Repeat precisely, and only, the lines between the line containing "TARGET = grassy bank" and the end of the listing below, both ends included.

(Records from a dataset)
· · · ·
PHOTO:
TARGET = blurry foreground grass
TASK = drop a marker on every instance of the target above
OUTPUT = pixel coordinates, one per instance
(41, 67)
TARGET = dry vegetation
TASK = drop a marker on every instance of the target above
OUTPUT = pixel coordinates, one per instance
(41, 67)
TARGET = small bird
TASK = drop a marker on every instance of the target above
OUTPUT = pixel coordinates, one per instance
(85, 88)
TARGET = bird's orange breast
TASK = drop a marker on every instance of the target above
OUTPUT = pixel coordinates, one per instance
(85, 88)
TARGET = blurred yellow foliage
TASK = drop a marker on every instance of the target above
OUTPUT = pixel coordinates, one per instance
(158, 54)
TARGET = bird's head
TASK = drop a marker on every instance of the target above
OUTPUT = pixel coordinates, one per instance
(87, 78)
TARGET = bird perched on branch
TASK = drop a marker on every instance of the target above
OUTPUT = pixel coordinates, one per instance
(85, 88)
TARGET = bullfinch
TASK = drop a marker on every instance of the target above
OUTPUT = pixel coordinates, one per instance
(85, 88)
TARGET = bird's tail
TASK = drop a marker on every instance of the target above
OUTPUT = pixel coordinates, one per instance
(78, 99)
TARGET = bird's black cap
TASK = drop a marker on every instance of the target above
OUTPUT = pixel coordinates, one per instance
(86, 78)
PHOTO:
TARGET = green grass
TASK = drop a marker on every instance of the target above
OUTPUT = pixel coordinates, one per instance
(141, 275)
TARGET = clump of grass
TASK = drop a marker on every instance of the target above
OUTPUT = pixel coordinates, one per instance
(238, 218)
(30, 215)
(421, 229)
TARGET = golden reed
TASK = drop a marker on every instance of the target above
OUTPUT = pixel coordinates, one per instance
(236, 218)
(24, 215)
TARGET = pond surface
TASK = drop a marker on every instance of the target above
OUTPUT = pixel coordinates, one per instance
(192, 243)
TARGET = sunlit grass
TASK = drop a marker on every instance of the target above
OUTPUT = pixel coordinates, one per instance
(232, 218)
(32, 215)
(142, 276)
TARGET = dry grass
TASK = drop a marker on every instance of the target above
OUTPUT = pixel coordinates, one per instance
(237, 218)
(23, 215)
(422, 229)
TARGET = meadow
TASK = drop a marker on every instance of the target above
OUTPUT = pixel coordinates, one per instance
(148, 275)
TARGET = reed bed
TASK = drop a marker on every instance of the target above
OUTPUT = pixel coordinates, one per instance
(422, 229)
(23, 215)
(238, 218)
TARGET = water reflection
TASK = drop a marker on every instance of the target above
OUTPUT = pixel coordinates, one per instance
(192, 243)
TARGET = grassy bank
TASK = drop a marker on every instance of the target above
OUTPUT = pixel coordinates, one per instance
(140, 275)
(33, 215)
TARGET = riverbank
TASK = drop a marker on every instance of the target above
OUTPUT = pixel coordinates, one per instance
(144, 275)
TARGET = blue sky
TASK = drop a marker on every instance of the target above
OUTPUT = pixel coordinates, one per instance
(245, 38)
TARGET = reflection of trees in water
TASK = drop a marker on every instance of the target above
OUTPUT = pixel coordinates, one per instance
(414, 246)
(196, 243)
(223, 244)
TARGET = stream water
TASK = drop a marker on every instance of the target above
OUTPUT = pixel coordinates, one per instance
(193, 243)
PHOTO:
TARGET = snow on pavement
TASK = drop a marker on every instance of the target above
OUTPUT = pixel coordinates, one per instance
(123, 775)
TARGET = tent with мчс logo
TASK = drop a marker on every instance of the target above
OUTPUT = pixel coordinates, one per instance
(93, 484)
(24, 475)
· · · ·
Response>
TARGET = grassy bank
TASK = drop a marker on every instance of the target above
OUTPUT = pixel coordinates, one per instance
(140, 275)
(33, 215)
TARGET = riverbank
TASK = drop a marker on every instance of the target above
OUTPUT = pixel coordinates, one per instance
(144, 275)
TARGET = blue sky
TASK = drop a marker on every instance of the target above
OUTPUT = pixel coordinates, one per instance
(245, 38)
TARGET = reflection of trees in water
TASK = drop a marker on every instance of the target above
OUTPUT = pixel coordinates, one per instance
(414, 246)
(196, 243)
(223, 244)
TARGET = stream water
TASK = drop a marker on every instance of the target above
OUTPUT = pixel coordinates, one per instance
(193, 243)
PHOTO:
TARGET = snow on pavement
TASK = drop a marker on every instance of the target above
OUTPUT = pixel coordinates, one per instance
(123, 775)
TARGET = tent with мчс logo
TASK = drop a marker on every instance of the target above
OUTPUT = pixel coordinates, one per instance
(93, 484)
(24, 475)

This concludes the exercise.